◆ **FRAGMENT TEKSTU**:
━━━━━━━━
Rusza modernizacja złotoryjskiej oczyszczalni ścieków

Fot. zlotoryja.pl
Fot. zlotoryja.pl

Prace nad modernizacją oczyszczalni ścieków w Złotoryi ruszyły. Jednym z pierwszych zadań budowlańców będzie usunięcie osadnika Imhoffa – charakterystycznego betonowego budynku obwałowanego ziemią.

Osadnik był dotychczas wykorzystywany jako komora fermentacyjna, do której trafiał surowy osad z bloku biologicznego oczyszczalni.

– Taki osad szybko zaczyna gnić, wytwarza się siarkowodór, który jest uciążliwy zapachowo oraz toksyczny, a także metan, który jest z kolei niebezpieczny przez swoją wybuchowość. Dlatego zachodzi konieczność mineralizacji osadu w procesach biologicznych, czyli zmiany stosunku związków organicznych do mineralnych. Dochodzi do tego właśnie w „imhoffie”, gdzie osad jest unieszkodliwiany, czyli podlega mineralizacji w procesie fermentacji. Po opuszczeniu „imhoffa” proporcja związków organicznych i mineralnych najczęściej wynosi równo po 50 proc. Taki osad jest następnie odwadniany i wykorzystywany jako nawóz – tłumaczy Krzysztof Kołodziejczyk, kierownik Jednostki Realizującej Projekt w Rejonowym Przedsiębiorstwie Komunalnym w Złotoryi, który jest odpowiedzialny za proces modernizacji miejskiego zakładu przy pl. Sprzymierzeńców.
━━━━━━━━
◆ **ZADANIA**:
a – Czy przepiszesz z tekstu o modernizacji złotoryjskiej oczyszczalni fragment od „Prace nad modernizacją” do „budynku obwałowanego ziemią.”?
b – Co mogłoby następować dalej w tekście o modernizacji złotoryjskiej oczyszczalni ścieków? Dopisz jego ciąg dalszy, zaczynając po ostatnim zdaniu.
Zamieszczone dalej wiersze nie są do niczego potrzebne.
━━━━━━━━
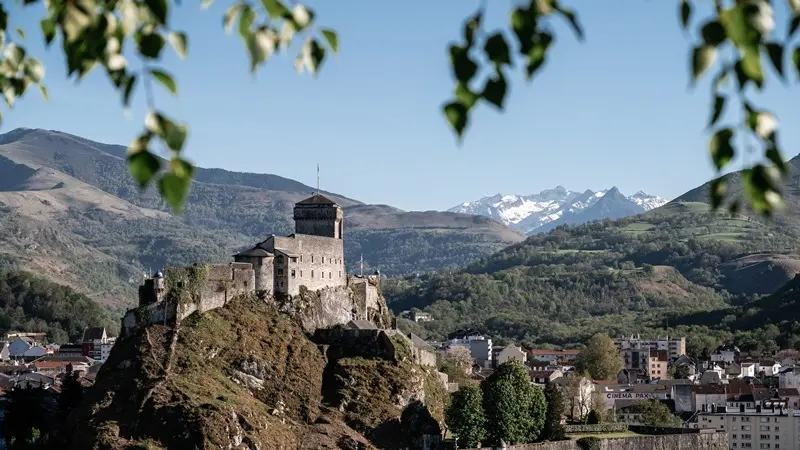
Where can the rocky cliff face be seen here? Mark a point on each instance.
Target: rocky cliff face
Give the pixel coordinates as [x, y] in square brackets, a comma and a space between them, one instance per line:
[245, 376]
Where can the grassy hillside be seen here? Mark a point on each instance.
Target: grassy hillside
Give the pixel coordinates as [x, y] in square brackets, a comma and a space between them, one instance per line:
[621, 276]
[245, 374]
[73, 214]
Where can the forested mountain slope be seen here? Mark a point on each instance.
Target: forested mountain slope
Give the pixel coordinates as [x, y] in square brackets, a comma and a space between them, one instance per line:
[614, 276]
[71, 213]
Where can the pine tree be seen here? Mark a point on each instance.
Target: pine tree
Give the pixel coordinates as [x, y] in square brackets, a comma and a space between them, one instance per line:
[553, 430]
[515, 409]
[465, 416]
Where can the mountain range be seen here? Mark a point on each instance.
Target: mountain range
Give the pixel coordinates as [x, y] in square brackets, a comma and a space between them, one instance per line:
[69, 211]
[679, 269]
[550, 208]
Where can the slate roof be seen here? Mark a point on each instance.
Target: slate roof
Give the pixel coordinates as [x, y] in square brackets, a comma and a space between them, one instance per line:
[255, 251]
[317, 199]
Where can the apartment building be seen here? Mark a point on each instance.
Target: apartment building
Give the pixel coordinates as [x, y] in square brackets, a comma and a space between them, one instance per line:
[756, 428]
[673, 347]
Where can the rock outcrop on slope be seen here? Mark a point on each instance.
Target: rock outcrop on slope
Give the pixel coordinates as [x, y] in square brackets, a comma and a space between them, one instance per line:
[245, 376]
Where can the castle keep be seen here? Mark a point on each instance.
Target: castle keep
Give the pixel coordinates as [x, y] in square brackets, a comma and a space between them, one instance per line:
[303, 273]
[312, 257]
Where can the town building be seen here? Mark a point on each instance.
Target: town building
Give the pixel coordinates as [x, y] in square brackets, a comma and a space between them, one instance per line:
[97, 344]
[635, 351]
[555, 355]
[312, 257]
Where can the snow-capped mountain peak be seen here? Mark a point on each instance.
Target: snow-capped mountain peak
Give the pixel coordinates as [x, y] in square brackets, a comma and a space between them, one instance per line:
[552, 207]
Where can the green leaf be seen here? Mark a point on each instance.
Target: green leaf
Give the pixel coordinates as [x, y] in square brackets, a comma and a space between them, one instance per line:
[174, 189]
[720, 147]
[737, 26]
[775, 157]
[332, 38]
[572, 18]
[751, 65]
[471, 25]
[246, 20]
[179, 42]
[497, 49]
[129, 83]
[456, 114]
[793, 25]
[165, 79]
[775, 53]
[230, 15]
[713, 33]
[465, 96]
[703, 57]
[719, 106]
[719, 188]
[495, 89]
[275, 8]
[48, 30]
[143, 166]
[150, 45]
[686, 13]
[463, 67]
[159, 9]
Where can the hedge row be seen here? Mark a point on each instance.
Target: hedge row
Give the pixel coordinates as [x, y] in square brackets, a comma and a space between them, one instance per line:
[596, 428]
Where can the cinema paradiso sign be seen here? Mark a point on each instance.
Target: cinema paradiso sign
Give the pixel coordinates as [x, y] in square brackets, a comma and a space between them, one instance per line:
[634, 396]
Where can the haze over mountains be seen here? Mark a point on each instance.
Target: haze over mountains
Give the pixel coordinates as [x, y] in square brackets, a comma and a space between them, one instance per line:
[69, 211]
[550, 208]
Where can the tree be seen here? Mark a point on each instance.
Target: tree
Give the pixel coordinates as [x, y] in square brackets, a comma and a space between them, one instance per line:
[600, 359]
[464, 415]
[515, 409]
[742, 31]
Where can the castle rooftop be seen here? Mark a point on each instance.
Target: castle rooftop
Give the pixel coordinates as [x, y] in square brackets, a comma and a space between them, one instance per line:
[316, 199]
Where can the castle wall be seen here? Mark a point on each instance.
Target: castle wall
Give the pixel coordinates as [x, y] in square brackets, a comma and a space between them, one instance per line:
[264, 271]
[222, 283]
[319, 263]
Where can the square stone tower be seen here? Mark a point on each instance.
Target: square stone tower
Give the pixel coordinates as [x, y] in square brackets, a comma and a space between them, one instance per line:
[318, 216]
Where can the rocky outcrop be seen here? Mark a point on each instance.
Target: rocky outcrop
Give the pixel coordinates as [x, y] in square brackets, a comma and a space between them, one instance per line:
[245, 376]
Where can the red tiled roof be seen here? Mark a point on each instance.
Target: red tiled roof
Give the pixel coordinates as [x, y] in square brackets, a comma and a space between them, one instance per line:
[555, 352]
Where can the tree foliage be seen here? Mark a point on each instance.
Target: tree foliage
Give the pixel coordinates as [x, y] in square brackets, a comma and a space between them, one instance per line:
[600, 359]
[29, 303]
[515, 409]
[552, 429]
[465, 417]
[734, 38]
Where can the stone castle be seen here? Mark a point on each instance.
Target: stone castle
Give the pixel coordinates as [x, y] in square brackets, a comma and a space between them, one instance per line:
[303, 273]
[312, 257]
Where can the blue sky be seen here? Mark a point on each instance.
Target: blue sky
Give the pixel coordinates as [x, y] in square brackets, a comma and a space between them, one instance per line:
[613, 110]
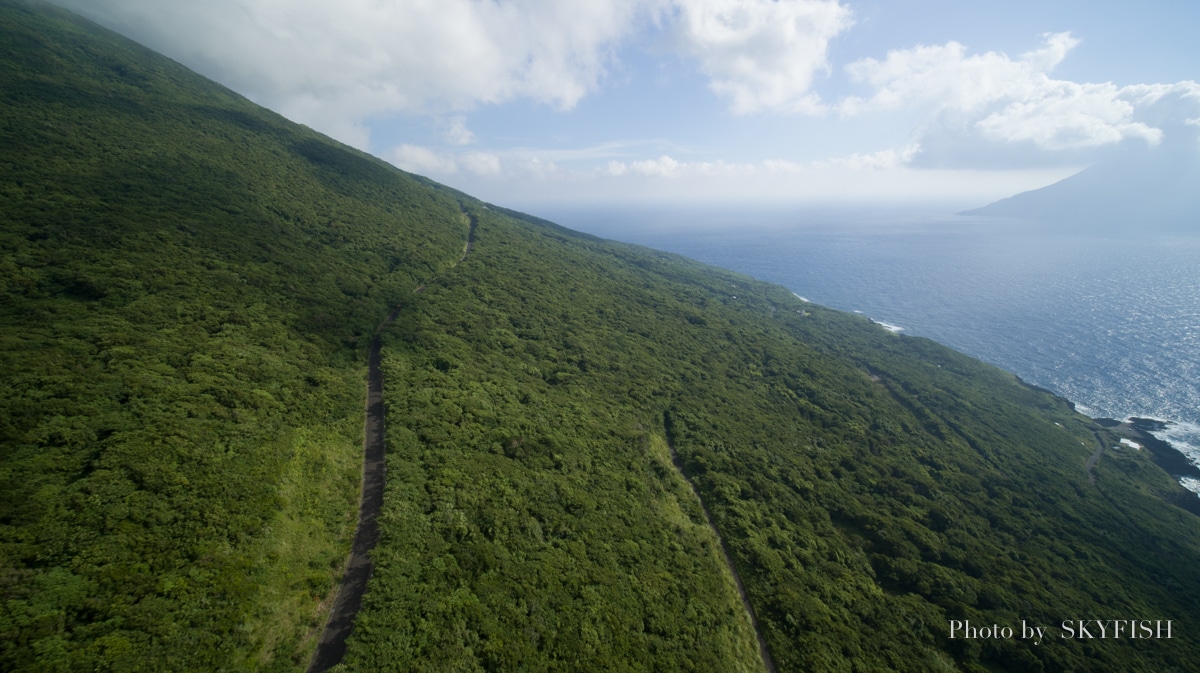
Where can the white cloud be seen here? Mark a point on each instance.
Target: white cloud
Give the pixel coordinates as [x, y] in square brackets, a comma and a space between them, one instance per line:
[1005, 100]
[480, 163]
[334, 65]
[876, 161]
[415, 158]
[663, 167]
[762, 54]
[455, 131]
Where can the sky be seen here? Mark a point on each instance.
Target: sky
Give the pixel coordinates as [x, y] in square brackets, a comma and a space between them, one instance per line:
[706, 102]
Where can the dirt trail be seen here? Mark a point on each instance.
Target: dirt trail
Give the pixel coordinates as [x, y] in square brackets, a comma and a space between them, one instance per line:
[331, 647]
[768, 664]
[1091, 461]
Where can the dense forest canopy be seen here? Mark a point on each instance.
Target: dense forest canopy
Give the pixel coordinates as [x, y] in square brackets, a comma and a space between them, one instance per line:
[190, 284]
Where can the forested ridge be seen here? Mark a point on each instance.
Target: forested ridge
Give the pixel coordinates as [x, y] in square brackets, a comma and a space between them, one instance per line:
[190, 287]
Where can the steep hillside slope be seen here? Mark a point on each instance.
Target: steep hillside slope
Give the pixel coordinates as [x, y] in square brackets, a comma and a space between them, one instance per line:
[1139, 191]
[190, 284]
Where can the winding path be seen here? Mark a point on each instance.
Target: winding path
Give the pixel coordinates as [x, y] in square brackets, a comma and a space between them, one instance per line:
[1091, 461]
[331, 647]
[768, 664]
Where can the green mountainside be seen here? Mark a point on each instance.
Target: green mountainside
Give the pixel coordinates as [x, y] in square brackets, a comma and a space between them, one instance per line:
[189, 286]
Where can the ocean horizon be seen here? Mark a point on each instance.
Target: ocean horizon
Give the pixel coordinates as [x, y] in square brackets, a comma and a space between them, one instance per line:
[1110, 322]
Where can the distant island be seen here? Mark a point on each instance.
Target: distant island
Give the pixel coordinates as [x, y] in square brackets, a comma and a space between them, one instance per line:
[1135, 190]
[598, 457]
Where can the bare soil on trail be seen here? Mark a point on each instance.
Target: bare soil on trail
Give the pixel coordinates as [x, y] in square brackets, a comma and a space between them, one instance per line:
[768, 664]
[331, 647]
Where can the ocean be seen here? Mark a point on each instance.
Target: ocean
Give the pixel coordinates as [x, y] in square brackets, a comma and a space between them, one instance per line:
[1109, 322]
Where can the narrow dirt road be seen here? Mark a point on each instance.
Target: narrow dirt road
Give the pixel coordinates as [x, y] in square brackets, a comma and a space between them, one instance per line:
[1091, 461]
[331, 647]
[768, 664]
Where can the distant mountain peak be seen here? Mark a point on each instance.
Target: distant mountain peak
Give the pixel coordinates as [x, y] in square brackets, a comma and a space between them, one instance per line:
[1156, 188]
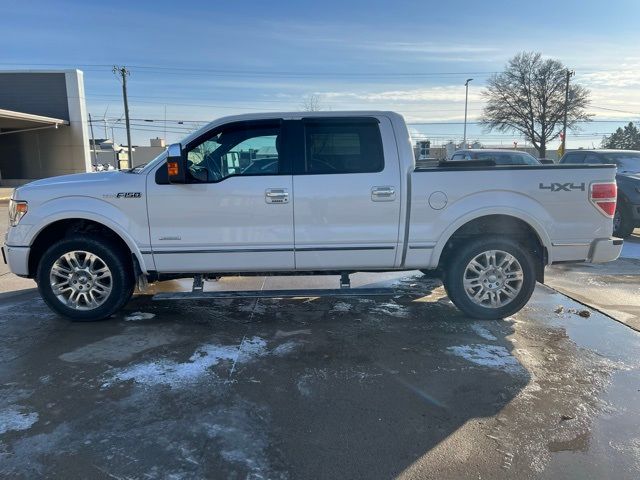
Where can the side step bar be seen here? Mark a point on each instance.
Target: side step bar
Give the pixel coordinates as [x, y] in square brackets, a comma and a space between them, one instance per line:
[304, 293]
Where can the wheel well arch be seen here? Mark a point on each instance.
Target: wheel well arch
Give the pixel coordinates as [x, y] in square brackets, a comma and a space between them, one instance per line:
[500, 224]
[70, 226]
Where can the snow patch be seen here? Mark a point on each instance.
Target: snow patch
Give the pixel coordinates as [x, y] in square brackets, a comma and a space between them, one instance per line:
[492, 356]
[483, 332]
[286, 348]
[137, 316]
[12, 419]
[341, 307]
[175, 374]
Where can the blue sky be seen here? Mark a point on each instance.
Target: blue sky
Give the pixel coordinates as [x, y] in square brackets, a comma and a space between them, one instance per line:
[201, 60]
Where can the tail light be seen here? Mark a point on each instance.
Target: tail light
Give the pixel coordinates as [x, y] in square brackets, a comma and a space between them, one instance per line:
[603, 196]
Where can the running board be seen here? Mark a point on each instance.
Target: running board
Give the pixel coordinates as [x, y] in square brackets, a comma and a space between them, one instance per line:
[304, 293]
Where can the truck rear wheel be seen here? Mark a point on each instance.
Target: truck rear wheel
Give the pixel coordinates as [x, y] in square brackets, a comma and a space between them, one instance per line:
[85, 278]
[490, 277]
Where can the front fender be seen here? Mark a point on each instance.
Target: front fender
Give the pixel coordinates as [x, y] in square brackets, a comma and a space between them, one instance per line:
[131, 226]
━━━━━━━━
◆ **ODPOWIEDZI**:
a –
Prace nad modernizacją oczyszczalni ścieków w Złotoryi ruszyły. Jednym z pierwszych zadań budowlańców będzie usunięcie osadnika Imhoffa – charakterystycznego betonowego budynku obwałowanego ziemią.

b –
Zgodnie z harmonogramem prac, pod koniec marca budowlańcy zajmą się już także modernizacją budynku krat i piaskowników, a także pierwszego z dwóch bloków biologicznych. Mowa o bloku A, który dotychczas nie był używany. Kiedy zostanie oddany do użytku, rozpoczną się prace na bloku B. Celem modernizacji jest usprawnienie procesu usuwania azotu ze ścieków. A to, jak przekonują urzędnicy, największa bolączka złotoryjskiej oczyszczalni.

– Azot usuwa się na drodze biologicznej z wykorzystaniem wyhodowanego osadu czynnego w procesach nitryfikacji, a następnie denitryfikacji. Zgodnie z projektem, bloki biologiczne oczyszczalni ścieków zostaną wyposażone podczas modernizacji w taki technologiczny układ komór, który zapewni bardziej efektywne przeprowadzanie tych procesów, a tym samym zagwarantuje uzyskanie wymaganych parametrów dla ścieków oczyszczonych odprowadzanych do Kaczawy zgodnie z pozwoleniem wodno-prawnym – dodaje Krzysztof Kołodziejczyk.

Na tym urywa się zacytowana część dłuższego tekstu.